▼

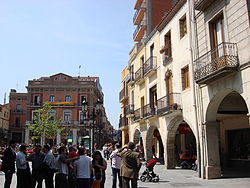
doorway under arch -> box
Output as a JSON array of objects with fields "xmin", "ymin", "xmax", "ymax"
[
  {"xmin": 166, "ymin": 117, "xmax": 197, "ymax": 169},
  {"xmin": 133, "ymin": 129, "xmax": 143, "ymax": 146},
  {"xmin": 205, "ymin": 91, "xmax": 249, "ymax": 178},
  {"xmin": 146, "ymin": 127, "xmax": 164, "ymax": 163}
]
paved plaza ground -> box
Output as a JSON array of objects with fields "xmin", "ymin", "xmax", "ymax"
[{"xmin": 1, "ymin": 161, "xmax": 250, "ymax": 188}]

▲

TASK TO CARRY OUT:
Repeat the preceding records precisely, and leave every picture out of the copy.

TASK ANSWER:
doorway under arch -> box
Output as a JSON array of objects with fields "xmin", "ymin", "xmax", "ymax"
[
  {"xmin": 166, "ymin": 117, "xmax": 197, "ymax": 169},
  {"xmin": 133, "ymin": 129, "xmax": 143, "ymax": 146},
  {"xmin": 205, "ymin": 91, "xmax": 249, "ymax": 178},
  {"xmin": 146, "ymin": 127, "xmax": 164, "ymax": 163}
]
paved plaza ground -> box
Output as a JSON array of objects with fields "xmin", "ymin", "xmax", "ymax"
[{"xmin": 1, "ymin": 161, "xmax": 250, "ymax": 188}]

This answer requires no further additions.